Mais une chose, décidément, me frappe : la perpétuelle réduction de Frisch, dans ces années 70 et 80, où il était roi, à la « dimension sociale » de son œuvre, son rôle de « mauvaise conscience d’une Suisse prospère », l’écrivain comme curseur ou comme jalon. Je veux bien. Mais l’écrivain comme écrivain ?

 

On a affaire, avec Frisch, dans le sillage de Brecht et dans une incandescence certes moins folle que chez Heiner Müller, à une exceptionnelle plasticité de la langue allemande (très proche, en cela, des dialectes grecs), que l’auteur reconnaît d’ailleurs quelque part dans les archives de Ciocca. Ses pièces, ses récits, ses carnets, ses journaux mettent en scène la phrase allemande comme une jonglerie de cirque avec des torches de feu. Dans cette œuvre-là, le risque d’incendie est omniprésent, nous sommes tous Monsieur Bonhomme, et c’est la magie des mots, celle d’une langue, avec ses alluvions, ses héritages, qui nous est servie.
════════════════════
- [CONSIGNE DE TRAVAIL A]: Pourriez-vous réécrire les entrées depuis leur début jusqu'à la ligne contenant « box: [51, 130, 105, 180] » incluse, en remplaçant « rough mask » par « coarse mask » et en laissant tout le reste inchangé ? Les images ne doivent pas figurer dans la réponse.

- [ENTRÉES FOURNIES]:
════════════════════
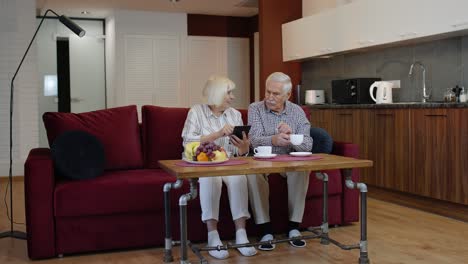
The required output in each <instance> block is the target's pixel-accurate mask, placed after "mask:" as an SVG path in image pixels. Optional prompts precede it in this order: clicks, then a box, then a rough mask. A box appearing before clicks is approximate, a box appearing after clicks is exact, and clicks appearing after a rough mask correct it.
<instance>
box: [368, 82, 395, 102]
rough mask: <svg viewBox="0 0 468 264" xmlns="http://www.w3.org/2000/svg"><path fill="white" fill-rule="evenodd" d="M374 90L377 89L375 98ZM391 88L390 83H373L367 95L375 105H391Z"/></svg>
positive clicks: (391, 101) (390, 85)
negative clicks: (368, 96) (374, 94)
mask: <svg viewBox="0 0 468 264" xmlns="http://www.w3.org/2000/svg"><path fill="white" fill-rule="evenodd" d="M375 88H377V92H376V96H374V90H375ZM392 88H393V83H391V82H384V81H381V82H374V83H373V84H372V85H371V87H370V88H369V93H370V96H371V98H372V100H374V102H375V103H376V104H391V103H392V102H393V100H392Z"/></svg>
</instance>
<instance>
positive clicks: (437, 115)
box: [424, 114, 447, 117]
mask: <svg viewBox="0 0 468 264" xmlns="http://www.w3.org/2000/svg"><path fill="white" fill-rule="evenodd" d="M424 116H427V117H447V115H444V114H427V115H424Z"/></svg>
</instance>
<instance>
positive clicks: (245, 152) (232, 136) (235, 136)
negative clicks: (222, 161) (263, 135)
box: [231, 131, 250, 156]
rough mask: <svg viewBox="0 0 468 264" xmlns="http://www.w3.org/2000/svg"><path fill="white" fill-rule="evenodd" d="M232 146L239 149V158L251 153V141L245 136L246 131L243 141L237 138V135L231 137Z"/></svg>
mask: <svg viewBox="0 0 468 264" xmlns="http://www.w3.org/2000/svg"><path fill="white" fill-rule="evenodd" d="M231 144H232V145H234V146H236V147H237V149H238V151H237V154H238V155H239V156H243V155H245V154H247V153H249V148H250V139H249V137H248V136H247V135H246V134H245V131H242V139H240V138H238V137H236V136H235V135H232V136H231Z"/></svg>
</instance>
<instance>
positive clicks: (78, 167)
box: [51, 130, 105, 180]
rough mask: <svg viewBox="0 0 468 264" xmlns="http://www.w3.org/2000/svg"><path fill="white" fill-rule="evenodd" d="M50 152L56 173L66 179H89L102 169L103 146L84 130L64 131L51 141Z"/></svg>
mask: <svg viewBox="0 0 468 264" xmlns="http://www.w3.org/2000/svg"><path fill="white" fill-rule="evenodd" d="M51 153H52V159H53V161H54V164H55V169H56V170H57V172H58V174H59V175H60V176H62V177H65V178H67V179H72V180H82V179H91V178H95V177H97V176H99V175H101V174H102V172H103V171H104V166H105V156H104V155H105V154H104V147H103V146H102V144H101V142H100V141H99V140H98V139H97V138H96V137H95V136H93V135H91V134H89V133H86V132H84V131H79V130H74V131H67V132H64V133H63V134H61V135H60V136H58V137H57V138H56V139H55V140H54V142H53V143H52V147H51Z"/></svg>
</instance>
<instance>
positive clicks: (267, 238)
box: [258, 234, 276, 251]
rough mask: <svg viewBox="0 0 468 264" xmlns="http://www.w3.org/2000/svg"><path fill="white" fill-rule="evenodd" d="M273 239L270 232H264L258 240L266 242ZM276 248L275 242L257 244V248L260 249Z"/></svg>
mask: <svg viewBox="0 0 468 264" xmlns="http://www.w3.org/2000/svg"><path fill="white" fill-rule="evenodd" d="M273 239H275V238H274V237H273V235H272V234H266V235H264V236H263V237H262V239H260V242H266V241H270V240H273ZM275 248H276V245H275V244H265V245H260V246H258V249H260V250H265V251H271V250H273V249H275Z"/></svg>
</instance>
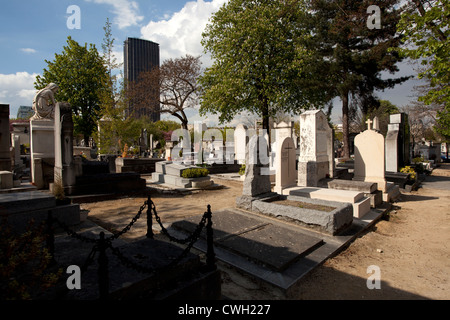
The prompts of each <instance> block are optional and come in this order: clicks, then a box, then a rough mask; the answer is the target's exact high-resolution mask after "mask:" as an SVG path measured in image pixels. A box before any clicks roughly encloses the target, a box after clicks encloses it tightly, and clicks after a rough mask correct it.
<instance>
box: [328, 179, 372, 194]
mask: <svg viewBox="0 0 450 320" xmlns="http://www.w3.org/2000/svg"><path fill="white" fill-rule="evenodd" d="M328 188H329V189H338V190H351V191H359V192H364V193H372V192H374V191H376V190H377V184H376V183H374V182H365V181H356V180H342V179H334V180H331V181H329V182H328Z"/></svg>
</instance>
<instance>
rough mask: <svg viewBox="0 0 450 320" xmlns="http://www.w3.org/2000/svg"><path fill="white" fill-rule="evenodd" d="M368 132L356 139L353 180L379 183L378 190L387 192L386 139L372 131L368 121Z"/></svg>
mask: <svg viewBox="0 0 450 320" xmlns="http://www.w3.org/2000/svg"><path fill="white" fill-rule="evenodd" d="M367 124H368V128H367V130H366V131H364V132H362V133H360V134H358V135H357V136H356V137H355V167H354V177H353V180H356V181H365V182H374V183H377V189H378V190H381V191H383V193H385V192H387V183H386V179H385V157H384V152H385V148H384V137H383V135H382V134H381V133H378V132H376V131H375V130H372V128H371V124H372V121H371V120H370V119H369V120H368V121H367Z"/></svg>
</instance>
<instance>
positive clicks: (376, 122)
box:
════════════════════
- [CONSIGNE DE TRAVAIL B]: Pouvez-vous recopier à l'identique l'intégralité de l'extrait sur Frisch ?

- [CORRIGÉ DE LA CONSIGNE A]:
The required output in each <instance> block is the target's pixel-accurate mask, placed after "mask:" as an SVG path in image pixels. Optional prompts precede it in this order: clicks, then a box, then a coarse mask. A box appearing before clicks is approximate, a box appearing after clicks is exact, and clicks appearing after a coarse mask correct it.
<instance>
box: [368, 82, 395, 102]
coarse mask: <svg viewBox="0 0 468 264" xmlns="http://www.w3.org/2000/svg"><path fill="white" fill-rule="evenodd" d="M374 90L377 89L375 98ZM391 88L390 83H373L367 95L375 105H391Z"/></svg>
positive clicks: (391, 101) (390, 85)
negative clicks: (368, 96) (374, 94)
mask: <svg viewBox="0 0 468 264" xmlns="http://www.w3.org/2000/svg"><path fill="white" fill-rule="evenodd" d="M375 88H377V92H376V96H374V90H375ZM392 88H393V83H391V82H384V81H381V82H374V83H373V84H372V85H371V87H370V88H369V93H370V96H371V98H372V100H374V102H375V103H376V104H391V103H392V102H393V100H392Z"/></svg>
</instance>
<instance>
positive clicks: (437, 115)
box: [424, 114, 447, 117]
mask: <svg viewBox="0 0 468 264" xmlns="http://www.w3.org/2000/svg"><path fill="white" fill-rule="evenodd" d="M424 116H427V117H447V115H444V114H427V115H424Z"/></svg>
</instance>
<instance>
positive clicks: (245, 152) (232, 136) (235, 136)
negative clicks: (222, 161) (263, 135)
box: [231, 131, 250, 156]
coarse mask: <svg viewBox="0 0 468 264" xmlns="http://www.w3.org/2000/svg"><path fill="white" fill-rule="evenodd" d="M232 146L239 149V158L251 153V141L245 136L246 131L243 141L237 138V135L231 137Z"/></svg>
mask: <svg viewBox="0 0 468 264" xmlns="http://www.w3.org/2000/svg"><path fill="white" fill-rule="evenodd" d="M231 144H232V145H234V146H236V147H237V149H238V151H237V154H238V155H239V156H243V155H245V154H247V153H249V148H250V139H249V137H248V136H247V135H246V134H245V131H242V139H240V138H238V137H236V136H235V135H232V136H231Z"/></svg>
</instance>
<instance>
positive clicks: (78, 167)
box: [51, 130, 105, 180]

- [CORRIGÉ DE LA CONSIGNE B]:
Mais une chose, décidément, me frappe : la perpétuelle réduction de Frisch, dans ces années 70 et 80, où il était roi, à la « dimension sociale » de son œuvre, son rôle de « mauvaise conscience d’une Suisse prospère », l’écrivain comme curseur ou comme jalon. Je veux bien. Mais l’écrivain comme écrivain ?

 

On a affaire, avec Frisch, dans le sillage de Brecht et dans une incandescence certes moins folle que chez Heiner Müller, à une exceptionnelle plasticité de la langue allemande (très proche, en cela, des dialectes grecs), que l’auteur reconnaît d’ailleurs quelque part dans les archives de Ciocca. Ses pièces, ses récits, ses carnets, ses journaux mettent en scène la phrase allemande comme une jonglerie de cirque avec des torches de feu. Dans cette œuvre-là, le risque d’incendie est omniprésent, nous sommes tous Monsieur Bonhomme, et c’est la magie des mots, celle d’une langue, avec ses alluvions, ses héritages, qui nous est servie.